What’s new? Ahead of The Merge upgrade, which will see the Ethereum blockchain switch from the Proof of Work (PoW) consensus algorithm to Proof of Stake (PoS), Ethereum Foundation representatives announced increased rewards for Bug Bounty program participants. Within its framework, users are paid funds for detecting vulnerabilities on the network. Participants will receive up to $1 million if critical bugs are discovered in the upcoming upgrade.

Full details about The Merge upgrade

What is known about the program? Previously, the amount of the reward could reach $250 000 depending on the type of vulnerability, but from August 24 to September 8, 2022, a four-fold multiplier will be applied to all payouts for finding bugs in the upgrade. Users who discover critical bugs that have a major impact on the blockchain can claim rewards of up to $1 million. The program also allows submitting applications when low-, medium- and high-risk bugs are detected— with the amount of payouts for them, taking into account the temporary increase, can reach up to $8,00, $40 000, and $200 000, respectively.

What is known about the Ethereum upgrade? Its release is scheduled for September 15, 2022. Due to the algorithm change from Proof of Work (PoW) to Proof of Stake (PoS), the way coins are earned on the network will change from mining to staking. The upgrade may also result in a split into two networks, one of which will continue to run on PoW. In August, the developers published a document refuting misconceptions related to the upcoming upgrade.

In May, the Wormhole cross-chain protocol paid a white-hat hacker $10 million for discovering a critical bug that could be used to block all user assets. In April, Sky Mavis also launched a bounty program for hackers. The decision was made after $625 million was withdrawn from the Ronin Network. For detecting “extraordinarily severe issues” the reward can be as much as $1 million. In February, a hacker received $2 million from the Optimism protocol. He discovered a loophole in the code that allowed the withdrawal of “virtually unlimited” amounts of ETH.

Rows:
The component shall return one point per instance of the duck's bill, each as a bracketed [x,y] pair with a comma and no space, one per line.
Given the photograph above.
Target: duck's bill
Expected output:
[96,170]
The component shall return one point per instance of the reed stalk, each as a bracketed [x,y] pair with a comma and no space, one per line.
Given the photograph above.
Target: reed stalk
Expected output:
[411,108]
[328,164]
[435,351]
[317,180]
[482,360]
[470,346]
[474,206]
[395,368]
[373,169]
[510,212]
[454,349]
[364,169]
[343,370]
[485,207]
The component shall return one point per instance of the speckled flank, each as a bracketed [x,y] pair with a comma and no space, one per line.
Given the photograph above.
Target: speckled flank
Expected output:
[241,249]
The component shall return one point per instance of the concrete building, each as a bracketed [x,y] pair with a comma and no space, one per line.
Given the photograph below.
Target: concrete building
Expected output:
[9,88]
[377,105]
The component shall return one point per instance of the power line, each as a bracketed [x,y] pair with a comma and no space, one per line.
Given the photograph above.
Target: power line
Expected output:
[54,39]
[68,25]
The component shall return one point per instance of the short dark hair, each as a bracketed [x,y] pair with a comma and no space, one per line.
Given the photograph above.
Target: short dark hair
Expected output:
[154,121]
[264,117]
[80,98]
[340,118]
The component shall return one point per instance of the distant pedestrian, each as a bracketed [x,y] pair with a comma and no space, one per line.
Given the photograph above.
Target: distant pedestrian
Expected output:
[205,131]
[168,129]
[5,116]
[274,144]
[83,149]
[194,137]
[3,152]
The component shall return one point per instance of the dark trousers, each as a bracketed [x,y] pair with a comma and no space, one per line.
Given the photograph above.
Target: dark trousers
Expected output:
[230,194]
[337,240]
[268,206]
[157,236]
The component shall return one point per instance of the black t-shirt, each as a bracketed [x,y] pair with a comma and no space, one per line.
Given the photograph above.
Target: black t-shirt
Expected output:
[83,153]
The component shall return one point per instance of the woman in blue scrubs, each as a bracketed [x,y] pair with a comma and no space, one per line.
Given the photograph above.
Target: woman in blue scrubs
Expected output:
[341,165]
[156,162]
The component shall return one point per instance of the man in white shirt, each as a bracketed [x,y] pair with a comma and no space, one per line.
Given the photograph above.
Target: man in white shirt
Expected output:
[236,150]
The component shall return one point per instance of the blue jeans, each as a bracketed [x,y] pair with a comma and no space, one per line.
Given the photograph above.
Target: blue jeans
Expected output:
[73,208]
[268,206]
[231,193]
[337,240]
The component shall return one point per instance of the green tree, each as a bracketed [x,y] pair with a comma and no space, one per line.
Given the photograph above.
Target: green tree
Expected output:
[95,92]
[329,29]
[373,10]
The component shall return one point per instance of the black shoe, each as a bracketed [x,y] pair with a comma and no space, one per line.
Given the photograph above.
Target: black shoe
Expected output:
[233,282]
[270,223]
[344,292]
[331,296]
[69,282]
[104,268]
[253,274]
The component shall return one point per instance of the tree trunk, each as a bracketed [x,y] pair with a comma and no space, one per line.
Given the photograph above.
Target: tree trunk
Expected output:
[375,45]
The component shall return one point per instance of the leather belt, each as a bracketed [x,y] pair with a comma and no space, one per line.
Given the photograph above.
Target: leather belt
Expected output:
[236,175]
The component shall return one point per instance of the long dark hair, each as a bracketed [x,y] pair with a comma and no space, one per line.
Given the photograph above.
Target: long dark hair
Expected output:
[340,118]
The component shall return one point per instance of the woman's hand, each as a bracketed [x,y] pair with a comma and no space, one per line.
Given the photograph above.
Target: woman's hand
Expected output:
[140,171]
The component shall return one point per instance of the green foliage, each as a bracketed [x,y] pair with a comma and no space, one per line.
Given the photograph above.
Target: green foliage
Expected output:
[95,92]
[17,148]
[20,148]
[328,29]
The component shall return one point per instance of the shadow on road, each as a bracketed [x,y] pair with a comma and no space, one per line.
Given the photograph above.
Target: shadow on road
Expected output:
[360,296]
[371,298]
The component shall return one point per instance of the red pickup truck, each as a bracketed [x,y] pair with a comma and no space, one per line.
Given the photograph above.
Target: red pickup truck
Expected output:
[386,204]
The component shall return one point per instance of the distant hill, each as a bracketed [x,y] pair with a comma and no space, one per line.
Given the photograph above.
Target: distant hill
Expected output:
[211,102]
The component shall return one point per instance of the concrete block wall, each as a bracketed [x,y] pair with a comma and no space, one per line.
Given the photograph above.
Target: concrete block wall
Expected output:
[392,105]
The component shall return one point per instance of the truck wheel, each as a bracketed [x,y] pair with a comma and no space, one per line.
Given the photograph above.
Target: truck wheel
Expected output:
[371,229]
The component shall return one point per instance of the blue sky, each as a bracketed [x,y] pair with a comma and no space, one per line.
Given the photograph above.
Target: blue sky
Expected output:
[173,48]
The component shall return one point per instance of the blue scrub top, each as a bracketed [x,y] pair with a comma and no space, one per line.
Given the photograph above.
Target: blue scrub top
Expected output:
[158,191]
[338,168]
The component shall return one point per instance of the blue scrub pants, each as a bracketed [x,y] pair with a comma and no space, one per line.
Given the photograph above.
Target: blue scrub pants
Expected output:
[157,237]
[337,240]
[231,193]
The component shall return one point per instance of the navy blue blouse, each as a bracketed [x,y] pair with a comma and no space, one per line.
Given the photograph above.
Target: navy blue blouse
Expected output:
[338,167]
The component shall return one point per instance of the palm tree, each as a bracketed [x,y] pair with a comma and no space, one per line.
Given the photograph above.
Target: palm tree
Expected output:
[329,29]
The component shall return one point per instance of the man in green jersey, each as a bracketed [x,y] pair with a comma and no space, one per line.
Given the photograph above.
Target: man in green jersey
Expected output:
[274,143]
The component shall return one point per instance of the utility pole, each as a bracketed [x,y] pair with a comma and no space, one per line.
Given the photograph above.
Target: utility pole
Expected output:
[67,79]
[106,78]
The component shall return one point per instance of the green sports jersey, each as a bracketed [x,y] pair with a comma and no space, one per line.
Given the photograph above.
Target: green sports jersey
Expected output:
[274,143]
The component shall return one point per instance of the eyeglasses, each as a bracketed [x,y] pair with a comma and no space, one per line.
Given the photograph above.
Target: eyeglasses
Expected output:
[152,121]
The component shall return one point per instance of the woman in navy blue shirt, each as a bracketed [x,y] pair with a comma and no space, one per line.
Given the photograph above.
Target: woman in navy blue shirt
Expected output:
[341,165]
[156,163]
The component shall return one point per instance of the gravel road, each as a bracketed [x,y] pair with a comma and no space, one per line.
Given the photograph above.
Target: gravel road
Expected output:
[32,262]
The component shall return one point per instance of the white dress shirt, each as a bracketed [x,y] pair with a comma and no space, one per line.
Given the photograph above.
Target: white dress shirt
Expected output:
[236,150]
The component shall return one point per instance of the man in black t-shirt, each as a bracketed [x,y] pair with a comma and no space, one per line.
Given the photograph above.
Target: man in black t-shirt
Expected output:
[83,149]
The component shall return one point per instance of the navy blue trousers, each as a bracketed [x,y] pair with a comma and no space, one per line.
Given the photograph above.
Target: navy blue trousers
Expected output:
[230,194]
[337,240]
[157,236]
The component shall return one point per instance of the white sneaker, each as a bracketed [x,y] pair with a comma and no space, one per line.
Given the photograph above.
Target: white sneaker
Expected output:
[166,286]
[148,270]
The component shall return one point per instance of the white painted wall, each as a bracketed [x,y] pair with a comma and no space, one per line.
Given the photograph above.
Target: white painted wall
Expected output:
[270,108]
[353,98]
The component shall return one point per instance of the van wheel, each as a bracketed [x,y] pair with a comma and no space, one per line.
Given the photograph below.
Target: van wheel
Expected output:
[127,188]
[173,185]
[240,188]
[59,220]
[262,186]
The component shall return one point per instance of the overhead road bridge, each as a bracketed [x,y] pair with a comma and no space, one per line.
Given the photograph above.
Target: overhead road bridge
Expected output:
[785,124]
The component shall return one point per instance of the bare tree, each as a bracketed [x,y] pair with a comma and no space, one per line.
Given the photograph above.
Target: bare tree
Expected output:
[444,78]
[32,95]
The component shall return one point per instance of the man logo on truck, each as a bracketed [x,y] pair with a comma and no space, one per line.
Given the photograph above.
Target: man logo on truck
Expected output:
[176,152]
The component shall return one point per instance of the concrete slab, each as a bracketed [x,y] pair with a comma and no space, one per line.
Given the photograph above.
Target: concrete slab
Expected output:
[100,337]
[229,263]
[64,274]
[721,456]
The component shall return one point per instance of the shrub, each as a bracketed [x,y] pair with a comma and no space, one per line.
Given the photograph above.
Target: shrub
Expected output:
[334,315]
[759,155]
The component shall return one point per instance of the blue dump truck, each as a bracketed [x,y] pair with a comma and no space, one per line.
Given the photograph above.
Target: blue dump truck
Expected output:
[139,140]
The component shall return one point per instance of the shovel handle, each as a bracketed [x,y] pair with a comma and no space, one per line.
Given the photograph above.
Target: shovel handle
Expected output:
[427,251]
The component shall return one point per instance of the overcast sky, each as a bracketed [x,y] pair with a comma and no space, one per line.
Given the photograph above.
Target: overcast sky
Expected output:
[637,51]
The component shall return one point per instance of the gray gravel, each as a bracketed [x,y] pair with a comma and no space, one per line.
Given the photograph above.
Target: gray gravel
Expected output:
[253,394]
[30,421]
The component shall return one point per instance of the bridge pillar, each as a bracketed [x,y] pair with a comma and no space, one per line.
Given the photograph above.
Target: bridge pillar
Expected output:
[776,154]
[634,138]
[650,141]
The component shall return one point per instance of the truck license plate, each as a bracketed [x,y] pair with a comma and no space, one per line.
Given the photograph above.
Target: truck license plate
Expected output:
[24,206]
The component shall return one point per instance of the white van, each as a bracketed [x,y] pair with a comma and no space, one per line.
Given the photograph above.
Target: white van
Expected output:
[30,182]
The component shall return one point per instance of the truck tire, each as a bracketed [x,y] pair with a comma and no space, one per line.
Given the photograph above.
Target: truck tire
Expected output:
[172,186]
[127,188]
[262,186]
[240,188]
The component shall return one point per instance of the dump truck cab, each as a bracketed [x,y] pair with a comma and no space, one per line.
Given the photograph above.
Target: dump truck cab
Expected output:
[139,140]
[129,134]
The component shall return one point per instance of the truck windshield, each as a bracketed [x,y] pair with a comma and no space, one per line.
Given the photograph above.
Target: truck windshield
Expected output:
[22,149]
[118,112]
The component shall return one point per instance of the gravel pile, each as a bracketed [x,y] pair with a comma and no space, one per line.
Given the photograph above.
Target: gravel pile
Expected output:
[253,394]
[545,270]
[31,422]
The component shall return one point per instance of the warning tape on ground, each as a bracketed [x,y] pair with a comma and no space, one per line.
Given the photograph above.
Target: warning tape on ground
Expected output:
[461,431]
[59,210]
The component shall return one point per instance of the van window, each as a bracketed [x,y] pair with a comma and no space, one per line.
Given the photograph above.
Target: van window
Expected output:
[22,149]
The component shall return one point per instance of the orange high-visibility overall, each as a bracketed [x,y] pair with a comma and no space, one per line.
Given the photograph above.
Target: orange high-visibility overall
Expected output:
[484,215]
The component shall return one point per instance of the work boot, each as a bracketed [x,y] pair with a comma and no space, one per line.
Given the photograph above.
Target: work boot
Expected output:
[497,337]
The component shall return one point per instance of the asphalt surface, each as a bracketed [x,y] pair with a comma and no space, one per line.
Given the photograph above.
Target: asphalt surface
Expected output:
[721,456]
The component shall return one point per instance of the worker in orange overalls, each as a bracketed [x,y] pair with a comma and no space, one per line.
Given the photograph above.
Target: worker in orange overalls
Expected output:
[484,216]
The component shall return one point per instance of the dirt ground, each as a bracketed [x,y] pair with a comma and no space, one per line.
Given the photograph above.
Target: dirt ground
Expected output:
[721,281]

Task set:
a) According to the Ethereum bug bounty article, on what date is the release of The Merge upgrade scheduled?
b) Filter the records, keeping every line that contains the string "belt". Matching is case-sensitive.
The Ethereum bug bounty article and the records are independent of each other.

Problem solutions:
a) September 15, 2022.

b)
The component shall return one point per instance of the leather belt, each as a bracketed [x,y] pair with a comma and no space, one per line.
Target: leather belt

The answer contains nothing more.